__What you should do__
Everything from the line that holds "to the arched" through the end of the data below should be output exactly, both ends included.

Pointing dataset records
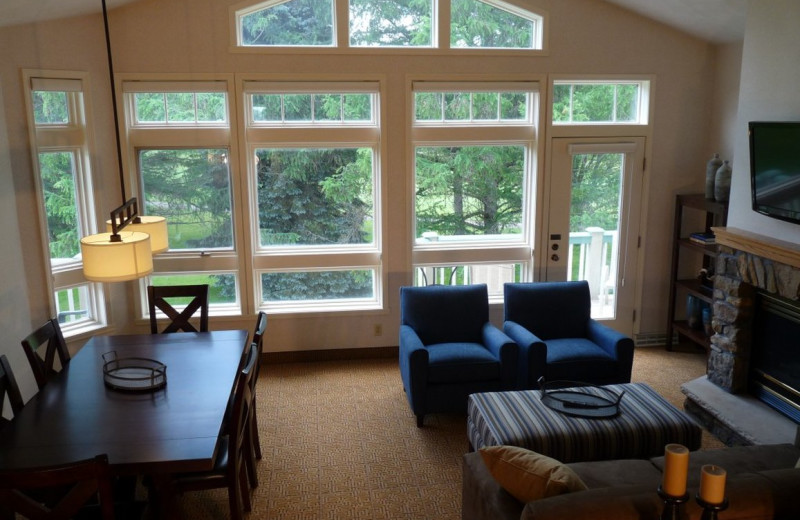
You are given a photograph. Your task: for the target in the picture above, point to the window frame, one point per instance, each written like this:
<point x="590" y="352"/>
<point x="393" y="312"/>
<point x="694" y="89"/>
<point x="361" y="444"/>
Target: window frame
<point x="76" y="138"/>
<point x="440" y="33"/>
<point x="359" y="134"/>
<point x="518" y="250"/>
<point x="187" y="135"/>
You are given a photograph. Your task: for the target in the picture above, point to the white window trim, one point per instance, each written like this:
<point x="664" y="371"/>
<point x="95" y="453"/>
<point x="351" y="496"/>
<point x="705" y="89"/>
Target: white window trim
<point x="75" y="137"/>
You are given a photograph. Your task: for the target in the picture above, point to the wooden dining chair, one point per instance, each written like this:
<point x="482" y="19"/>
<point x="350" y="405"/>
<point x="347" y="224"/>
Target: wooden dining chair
<point x="41" y="347"/>
<point x="8" y="387"/>
<point x="197" y="300"/>
<point x="258" y="339"/>
<point x="68" y="488"/>
<point x="230" y="468"/>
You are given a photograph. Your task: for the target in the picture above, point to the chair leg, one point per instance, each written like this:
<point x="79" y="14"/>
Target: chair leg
<point x="254" y="433"/>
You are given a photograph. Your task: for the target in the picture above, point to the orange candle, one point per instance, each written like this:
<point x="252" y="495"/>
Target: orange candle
<point x="712" y="484"/>
<point x="676" y="469"/>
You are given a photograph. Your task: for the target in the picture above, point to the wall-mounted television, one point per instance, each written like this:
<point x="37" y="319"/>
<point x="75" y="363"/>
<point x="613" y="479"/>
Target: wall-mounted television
<point x="775" y="169"/>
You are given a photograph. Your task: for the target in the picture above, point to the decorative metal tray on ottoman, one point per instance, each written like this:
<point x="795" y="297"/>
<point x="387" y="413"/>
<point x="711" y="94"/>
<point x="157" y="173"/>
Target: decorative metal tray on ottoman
<point x="133" y="373"/>
<point x="580" y="399"/>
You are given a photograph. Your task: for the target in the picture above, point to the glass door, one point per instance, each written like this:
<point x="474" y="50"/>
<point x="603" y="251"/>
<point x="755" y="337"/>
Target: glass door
<point x="595" y="236"/>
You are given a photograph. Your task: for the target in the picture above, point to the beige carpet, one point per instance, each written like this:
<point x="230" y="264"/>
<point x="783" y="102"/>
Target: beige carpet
<point x="340" y="442"/>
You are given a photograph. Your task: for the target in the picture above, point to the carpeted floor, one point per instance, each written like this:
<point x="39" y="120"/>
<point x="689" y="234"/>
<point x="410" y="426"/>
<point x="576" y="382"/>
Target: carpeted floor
<point x="340" y="442"/>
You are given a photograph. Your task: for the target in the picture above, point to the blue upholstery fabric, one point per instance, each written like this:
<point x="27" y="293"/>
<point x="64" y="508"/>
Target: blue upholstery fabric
<point x="449" y="349"/>
<point x="551" y="322"/>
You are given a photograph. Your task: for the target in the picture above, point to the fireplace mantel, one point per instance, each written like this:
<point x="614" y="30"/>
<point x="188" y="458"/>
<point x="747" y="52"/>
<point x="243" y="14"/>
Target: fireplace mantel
<point x="775" y="249"/>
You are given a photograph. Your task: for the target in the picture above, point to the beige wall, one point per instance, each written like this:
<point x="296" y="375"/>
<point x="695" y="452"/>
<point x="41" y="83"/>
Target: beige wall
<point x="191" y="36"/>
<point x="769" y="92"/>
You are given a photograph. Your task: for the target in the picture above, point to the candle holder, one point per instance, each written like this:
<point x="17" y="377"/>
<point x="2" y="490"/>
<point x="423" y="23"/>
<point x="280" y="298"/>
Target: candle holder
<point x="710" y="511"/>
<point x="672" y="505"/>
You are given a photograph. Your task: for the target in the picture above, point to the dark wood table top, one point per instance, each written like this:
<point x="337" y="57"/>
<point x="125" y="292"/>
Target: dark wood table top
<point x="169" y="430"/>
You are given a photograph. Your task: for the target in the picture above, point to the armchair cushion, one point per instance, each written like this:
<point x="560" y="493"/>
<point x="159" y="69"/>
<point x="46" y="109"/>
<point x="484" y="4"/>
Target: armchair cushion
<point x="460" y="362"/>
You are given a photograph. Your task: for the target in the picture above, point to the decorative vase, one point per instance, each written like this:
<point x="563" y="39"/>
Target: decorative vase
<point x="711" y="172"/>
<point x="722" y="182"/>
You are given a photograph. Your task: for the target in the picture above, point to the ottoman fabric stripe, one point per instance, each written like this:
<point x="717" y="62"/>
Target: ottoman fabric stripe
<point x="645" y="424"/>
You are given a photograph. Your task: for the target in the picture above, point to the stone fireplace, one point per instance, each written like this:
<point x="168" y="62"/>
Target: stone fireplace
<point x="747" y="264"/>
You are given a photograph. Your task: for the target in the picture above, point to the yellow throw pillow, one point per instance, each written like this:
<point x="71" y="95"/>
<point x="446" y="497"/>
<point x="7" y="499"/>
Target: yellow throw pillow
<point x="528" y="475"/>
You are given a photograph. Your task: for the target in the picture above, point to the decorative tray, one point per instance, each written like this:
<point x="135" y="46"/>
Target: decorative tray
<point x="133" y="374"/>
<point x="580" y="399"/>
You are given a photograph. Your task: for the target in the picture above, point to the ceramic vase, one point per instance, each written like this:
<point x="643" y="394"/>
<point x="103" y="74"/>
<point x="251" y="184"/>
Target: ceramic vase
<point x="711" y="172"/>
<point x="722" y="182"/>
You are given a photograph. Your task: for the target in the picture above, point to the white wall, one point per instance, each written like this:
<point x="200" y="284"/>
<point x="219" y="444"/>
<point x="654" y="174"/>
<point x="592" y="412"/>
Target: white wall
<point x="770" y="91"/>
<point x="15" y="317"/>
<point x="192" y="36"/>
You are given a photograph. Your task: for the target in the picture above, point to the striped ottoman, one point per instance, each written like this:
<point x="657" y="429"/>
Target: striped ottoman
<point x="645" y="424"/>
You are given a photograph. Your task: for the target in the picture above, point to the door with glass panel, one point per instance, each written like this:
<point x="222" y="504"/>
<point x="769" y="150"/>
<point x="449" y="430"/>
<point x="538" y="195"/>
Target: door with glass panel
<point x="593" y="221"/>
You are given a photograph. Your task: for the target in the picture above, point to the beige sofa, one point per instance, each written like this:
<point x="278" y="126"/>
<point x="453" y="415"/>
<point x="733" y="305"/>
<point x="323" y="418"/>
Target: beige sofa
<point x="762" y="483"/>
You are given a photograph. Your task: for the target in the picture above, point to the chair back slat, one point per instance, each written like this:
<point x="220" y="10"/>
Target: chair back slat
<point x="70" y="487"/>
<point x="41" y="347"/>
<point x="179" y="320"/>
<point x="9" y="387"/>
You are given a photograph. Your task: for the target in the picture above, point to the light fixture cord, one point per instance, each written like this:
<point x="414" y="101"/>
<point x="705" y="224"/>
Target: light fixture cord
<point x="114" y="102"/>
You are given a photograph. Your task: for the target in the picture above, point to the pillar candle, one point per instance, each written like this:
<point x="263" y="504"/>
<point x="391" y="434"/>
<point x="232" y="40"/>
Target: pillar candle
<point x="712" y="484"/>
<point x="676" y="469"/>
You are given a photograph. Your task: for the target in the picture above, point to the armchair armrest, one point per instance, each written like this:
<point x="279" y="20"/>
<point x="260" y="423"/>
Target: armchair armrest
<point x="532" y="354"/>
<point x="616" y="344"/>
<point x="413" y="366"/>
<point x="506" y="350"/>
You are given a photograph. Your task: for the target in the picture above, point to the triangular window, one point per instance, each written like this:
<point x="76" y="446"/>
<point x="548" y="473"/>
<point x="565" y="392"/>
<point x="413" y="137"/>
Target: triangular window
<point x="296" y="23"/>
<point x="493" y="25"/>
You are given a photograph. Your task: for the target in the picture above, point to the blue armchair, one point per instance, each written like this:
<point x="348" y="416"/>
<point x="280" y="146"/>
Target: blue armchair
<point x="551" y="322"/>
<point x="449" y="349"/>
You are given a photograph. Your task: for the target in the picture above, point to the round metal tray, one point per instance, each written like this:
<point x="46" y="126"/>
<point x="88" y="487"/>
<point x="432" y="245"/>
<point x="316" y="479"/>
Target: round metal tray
<point x="580" y="399"/>
<point x="133" y="374"/>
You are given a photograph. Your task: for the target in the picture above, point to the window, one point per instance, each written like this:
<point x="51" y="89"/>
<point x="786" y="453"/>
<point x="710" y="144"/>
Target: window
<point x="493" y="25"/>
<point x="600" y="102"/>
<point x="474" y="156"/>
<point x="315" y="151"/>
<point x="399" y="24"/>
<point x="179" y="140"/>
<point x="57" y="113"/>
<point x="294" y="23"/>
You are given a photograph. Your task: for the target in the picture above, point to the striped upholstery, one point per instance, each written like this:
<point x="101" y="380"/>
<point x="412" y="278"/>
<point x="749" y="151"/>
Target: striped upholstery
<point x="645" y="424"/>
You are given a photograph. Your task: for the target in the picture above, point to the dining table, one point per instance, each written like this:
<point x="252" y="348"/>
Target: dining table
<point x="171" y="428"/>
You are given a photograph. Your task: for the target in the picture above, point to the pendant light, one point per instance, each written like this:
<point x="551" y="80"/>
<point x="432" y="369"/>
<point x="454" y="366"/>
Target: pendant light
<point x="117" y="255"/>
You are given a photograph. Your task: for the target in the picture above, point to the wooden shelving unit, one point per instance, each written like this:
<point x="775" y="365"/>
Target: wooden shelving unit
<point x="716" y="214"/>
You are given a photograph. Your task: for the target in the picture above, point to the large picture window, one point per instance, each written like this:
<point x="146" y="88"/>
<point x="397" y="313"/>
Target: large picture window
<point x="474" y="154"/>
<point x="315" y="178"/>
<point x="179" y="142"/>
<point x="57" y="112"/>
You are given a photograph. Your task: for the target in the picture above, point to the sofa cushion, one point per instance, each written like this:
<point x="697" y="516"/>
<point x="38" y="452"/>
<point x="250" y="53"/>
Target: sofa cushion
<point x="528" y="475"/>
<point x="610" y="473"/>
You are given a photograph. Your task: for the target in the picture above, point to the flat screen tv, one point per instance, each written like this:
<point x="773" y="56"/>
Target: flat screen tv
<point x="775" y="169"/>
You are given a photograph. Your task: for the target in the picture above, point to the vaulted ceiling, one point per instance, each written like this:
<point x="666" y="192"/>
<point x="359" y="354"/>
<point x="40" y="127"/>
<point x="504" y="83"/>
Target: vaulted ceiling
<point x="718" y="21"/>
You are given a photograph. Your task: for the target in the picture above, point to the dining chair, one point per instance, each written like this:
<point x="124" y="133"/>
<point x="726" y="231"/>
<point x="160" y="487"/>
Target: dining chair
<point x="8" y="387"/>
<point x="49" y="340"/>
<point x="68" y="487"/>
<point x="196" y="297"/>
<point x="258" y="339"/>
<point x="230" y="468"/>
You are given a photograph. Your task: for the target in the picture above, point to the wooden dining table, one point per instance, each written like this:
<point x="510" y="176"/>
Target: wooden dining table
<point x="157" y="433"/>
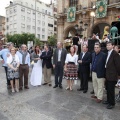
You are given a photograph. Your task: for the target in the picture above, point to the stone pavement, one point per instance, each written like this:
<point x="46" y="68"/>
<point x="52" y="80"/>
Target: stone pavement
<point x="46" y="103"/>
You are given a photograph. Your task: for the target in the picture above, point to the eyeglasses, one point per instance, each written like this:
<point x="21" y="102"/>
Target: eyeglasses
<point x="96" y="47"/>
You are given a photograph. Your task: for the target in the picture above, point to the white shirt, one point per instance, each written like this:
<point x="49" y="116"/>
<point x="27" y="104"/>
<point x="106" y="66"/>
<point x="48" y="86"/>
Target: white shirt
<point x="59" y="54"/>
<point x="27" y="60"/>
<point x="10" y="59"/>
<point x="109" y="53"/>
<point x="70" y="58"/>
<point x="83" y="55"/>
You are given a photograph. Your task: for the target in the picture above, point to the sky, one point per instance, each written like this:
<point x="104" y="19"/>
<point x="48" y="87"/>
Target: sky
<point x="4" y="3"/>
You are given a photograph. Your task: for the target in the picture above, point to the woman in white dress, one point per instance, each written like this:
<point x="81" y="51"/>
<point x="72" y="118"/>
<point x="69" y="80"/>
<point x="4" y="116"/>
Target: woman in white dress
<point x="36" y="75"/>
<point x="71" y="68"/>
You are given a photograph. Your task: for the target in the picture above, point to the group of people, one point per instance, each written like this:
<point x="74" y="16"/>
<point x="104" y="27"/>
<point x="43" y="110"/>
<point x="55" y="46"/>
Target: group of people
<point x="105" y="68"/>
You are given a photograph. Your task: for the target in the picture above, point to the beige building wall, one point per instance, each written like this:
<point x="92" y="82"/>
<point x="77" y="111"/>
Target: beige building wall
<point x="83" y="13"/>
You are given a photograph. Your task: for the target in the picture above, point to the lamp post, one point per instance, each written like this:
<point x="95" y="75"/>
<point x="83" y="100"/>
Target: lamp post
<point x="92" y="14"/>
<point x="81" y="27"/>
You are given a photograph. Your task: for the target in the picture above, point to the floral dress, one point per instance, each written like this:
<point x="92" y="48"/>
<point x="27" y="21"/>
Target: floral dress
<point x="11" y="74"/>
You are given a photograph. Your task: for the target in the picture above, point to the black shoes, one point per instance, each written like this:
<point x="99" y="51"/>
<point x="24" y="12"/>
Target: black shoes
<point x="44" y="84"/>
<point x="60" y="86"/>
<point x="26" y="87"/>
<point x="55" y="86"/>
<point x="105" y="102"/>
<point x="85" y="91"/>
<point x="50" y="85"/>
<point x="110" y="106"/>
<point x="79" y="89"/>
<point x="92" y="92"/>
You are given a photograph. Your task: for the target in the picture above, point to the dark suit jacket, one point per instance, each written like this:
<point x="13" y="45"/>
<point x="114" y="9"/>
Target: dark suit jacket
<point x="46" y="59"/>
<point x="113" y="67"/>
<point x="100" y="64"/>
<point x="34" y="55"/>
<point x="86" y="60"/>
<point x="63" y="56"/>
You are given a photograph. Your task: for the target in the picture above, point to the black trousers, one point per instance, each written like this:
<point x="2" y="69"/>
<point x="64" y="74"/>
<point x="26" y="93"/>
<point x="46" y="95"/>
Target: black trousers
<point x="8" y="81"/>
<point x="84" y="80"/>
<point x="58" y="74"/>
<point x="111" y="92"/>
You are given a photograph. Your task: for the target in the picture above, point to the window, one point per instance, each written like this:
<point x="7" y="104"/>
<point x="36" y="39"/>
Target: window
<point x="22" y="17"/>
<point x="22" y="25"/>
<point x="55" y="28"/>
<point x="10" y="11"/>
<point x="49" y="13"/>
<point x="38" y="28"/>
<point x="33" y="12"/>
<point x="31" y="6"/>
<point x="43" y="23"/>
<point x="38" y="35"/>
<point x="39" y="22"/>
<point x="10" y="33"/>
<point x="28" y="27"/>
<point x="73" y="3"/>
<point x="11" y="26"/>
<point x="15" y="32"/>
<point x="23" y="9"/>
<point x="15" y="9"/>
<point x="37" y="8"/>
<point x="14" y="17"/>
<point x="42" y="10"/>
<point x="43" y="36"/>
<point x="33" y="20"/>
<point x="39" y="15"/>
<point x="43" y="16"/>
<point x="33" y="27"/>
<point x="7" y="12"/>
<point x="28" y="19"/>
<point x="15" y="25"/>
<point x="43" y="29"/>
<point x="7" y="27"/>
<point x="50" y="25"/>
<point x="11" y="18"/>
<point x="26" y="4"/>
<point x="28" y="11"/>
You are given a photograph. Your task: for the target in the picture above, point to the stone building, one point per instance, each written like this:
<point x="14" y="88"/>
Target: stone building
<point x="85" y="15"/>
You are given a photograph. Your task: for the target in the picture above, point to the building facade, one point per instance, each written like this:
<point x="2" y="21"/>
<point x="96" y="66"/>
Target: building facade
<point x="2" y="28"/>
<point x="85" y="14"/>
<point x="30" y="16"/>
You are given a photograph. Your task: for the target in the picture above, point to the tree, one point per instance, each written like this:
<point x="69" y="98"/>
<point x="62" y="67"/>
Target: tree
<point x="38" y="42"/>
<point x="52" y="41"/>
<point x="19" y="39"/>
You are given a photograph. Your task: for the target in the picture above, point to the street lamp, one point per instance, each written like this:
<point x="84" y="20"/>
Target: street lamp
<point x="92" y="14"/>
<point x="81" y="27"/>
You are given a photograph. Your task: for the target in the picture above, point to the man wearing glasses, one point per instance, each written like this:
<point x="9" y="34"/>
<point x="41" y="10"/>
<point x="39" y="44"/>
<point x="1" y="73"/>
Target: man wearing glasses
<point x="98" y="72"/>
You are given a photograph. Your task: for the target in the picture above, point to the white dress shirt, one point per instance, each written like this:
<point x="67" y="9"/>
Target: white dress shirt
<point x="109" y="53"/>
<point x="59" y="54"/>
<point x="83" y="54"/>
<point x="70" y="58"/>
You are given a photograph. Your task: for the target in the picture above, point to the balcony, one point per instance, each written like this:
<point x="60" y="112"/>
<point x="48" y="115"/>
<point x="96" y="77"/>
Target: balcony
<point x="113" y="1"/>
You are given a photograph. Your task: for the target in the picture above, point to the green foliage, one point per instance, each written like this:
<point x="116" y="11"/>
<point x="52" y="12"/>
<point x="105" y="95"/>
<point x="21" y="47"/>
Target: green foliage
<point x="38" y="42"/>
<point x="19" y="39"/>
<point x="52" y="41"/>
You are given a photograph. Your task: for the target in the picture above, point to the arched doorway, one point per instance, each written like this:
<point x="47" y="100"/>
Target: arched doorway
<point x="69" y="31"/>
<point x="99" y="29"/>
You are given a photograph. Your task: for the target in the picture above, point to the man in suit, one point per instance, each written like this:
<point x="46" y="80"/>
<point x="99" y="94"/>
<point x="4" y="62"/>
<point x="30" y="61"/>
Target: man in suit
<point x="112" y="72"/>
<point x="47" y="65"/>
<point x="58" y="64"/>
<point x="98" y="72"/>
<point x="84" y="68"/>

__Full solution__
You are given a photograph. Your task: for the target in the picture above, point to the arched doorway, one point per instance, each written like this:
<point x="47" y="100"/>
Target: arched doorway
<point x="69" y="31"/>
<point x="99" y="29"/>
You are given a photograph. Your task: for the target in the picture above, point to the man in suit, one point per instance, each written like this:
<point x="46" y="80"/>
<point x="99" y="94"/>
<point x="4" y="62"/>
<point x="30" y="61"/>
Target: man in suit
<point x="112" y="72"/>
<point x="47" y="65"/>
<point x="58" y="64"/>
<point x="98" y="72"/>
<point x="84" y="68"/>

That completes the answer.